→ Brief: Could you write out the rows below again, substituting "mark" for every "locate" and leaving everything else unchanged?

→ Given records:
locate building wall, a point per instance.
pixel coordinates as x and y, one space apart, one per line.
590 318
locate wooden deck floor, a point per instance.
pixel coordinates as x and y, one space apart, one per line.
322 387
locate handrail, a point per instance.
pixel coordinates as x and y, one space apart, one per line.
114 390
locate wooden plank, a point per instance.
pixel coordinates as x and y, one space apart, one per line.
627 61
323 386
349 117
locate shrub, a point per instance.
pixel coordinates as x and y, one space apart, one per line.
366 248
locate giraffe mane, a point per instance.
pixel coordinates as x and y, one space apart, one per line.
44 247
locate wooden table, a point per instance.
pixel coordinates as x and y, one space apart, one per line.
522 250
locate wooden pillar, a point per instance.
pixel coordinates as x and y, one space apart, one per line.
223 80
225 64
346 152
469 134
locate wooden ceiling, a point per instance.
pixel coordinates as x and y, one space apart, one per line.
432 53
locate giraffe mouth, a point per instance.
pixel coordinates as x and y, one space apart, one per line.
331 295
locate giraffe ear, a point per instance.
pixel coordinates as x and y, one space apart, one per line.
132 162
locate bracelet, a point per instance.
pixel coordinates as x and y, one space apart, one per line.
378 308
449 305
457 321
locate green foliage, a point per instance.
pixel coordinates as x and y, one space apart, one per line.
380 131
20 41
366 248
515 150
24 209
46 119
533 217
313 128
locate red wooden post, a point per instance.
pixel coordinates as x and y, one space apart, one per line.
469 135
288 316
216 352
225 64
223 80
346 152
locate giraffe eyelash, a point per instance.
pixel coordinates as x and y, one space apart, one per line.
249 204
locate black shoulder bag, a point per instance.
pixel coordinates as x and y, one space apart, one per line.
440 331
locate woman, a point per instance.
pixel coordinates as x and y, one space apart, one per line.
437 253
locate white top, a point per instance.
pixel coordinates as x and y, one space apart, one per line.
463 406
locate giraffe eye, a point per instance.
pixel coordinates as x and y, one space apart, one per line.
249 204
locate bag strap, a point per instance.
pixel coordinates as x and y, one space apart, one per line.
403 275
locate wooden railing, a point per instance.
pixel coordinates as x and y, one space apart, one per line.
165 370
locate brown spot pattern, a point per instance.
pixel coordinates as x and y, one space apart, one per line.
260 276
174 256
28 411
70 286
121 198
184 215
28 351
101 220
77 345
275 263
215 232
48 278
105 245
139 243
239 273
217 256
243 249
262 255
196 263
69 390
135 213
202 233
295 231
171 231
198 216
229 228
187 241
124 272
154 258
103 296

→ Answer to the task:
mark building wall, a point per instance.
pixel coordinates as x and y, one space apart, one per line.
590 318
mark wooden deck floor, a point per instance.
pixel coordinates as x and y, one space apart, one per line.
322 387
mark handrail, a point per instance.
pixel coordinates as x and y, one space apart, one per line.
114 390
mark wooden plank, a point per instance.
pixel coordinates as x and y, one space apart, one per line.
627 61
323 386
349 117
mark shrub, a point per instance.
pixel coordinates as x and y, one space apart, one per line.
366 248
mark giraffe mane, a point per instance.
pixel coordinates as x and y, one space apart, one per line.
44 247
mark wooden table, a point per instance.
pixel coordinates as x and y, one space apart, one per line.
522 250
mark wooden pillar, a point per instance.
pixel coordinates as x and y, one space apart, one per line.
223 80
225 64
346 152
469 134
mark wooden ceiling, a point per instance.
pixel coordinates as x and y, one space apart, one per line.
432 53
mark giraffe mouth, a point per instance.
pixel coordinates as x and y, one space apart, one per line.
331 295
mark giraffe ear, a point per instance.
pixel coordinates as x and y, one space apart, one per line.
132 162
mark bracelet, a point per instance.
pixel coordinates as x and y, one space apart, one per line.
378 308
449 305
457 321
mark green foliage, a point per instance.
pixel coordinates as x and y, one space apart, one per line.
380 131
20 41
366 248
515 150
24 209
46 119
533 217
313 128
mark red wooden post, a point per instance.
pixel coordinates as x and y, one space apart, one per line.
469 135
288 316
216 352
225 64
223 80
346 152
mark giraffe eyelash, a point per instance.
pixel coordinates as x and y, one space apart, one per line.
249 204
mark black shoulder bag, a point per instance.
pixel coordinates as x and y, one space apart, one per line.
440 331
mark woman, a point per instance.
pixel coordinates as x and y, one space apart, one per line.
437 253
mark white top, a point per instance.
pixel coordinates as x and y, one space apart, one per line.
463 406
mark giraffe eye, a point per instance.
pixel coordinates as x and y, one space apart, one per line.
249 204
mark bag strap, a point per instance.
pixel coordinates as x and y, one space apart, one per line.
403 275
mark wooden railing, a point per instance.
pixel coordinates as x and y, one space apart, one per line.
165 370
mark brown spot pattern, a point per instance.
pixel coordinates as x and y, one space apart, one per line.
260 276
174 256
28 411
70 286
121 198
184 215
28 351
101 220
77 345
275 263
215 232
48 278
105 245
139 243
239 273
217 256
243 249
262 255
196 263
69 390
135 213
202 233
295 231
171 231
198 216
229 228
187 241
124 272
154 258
103 296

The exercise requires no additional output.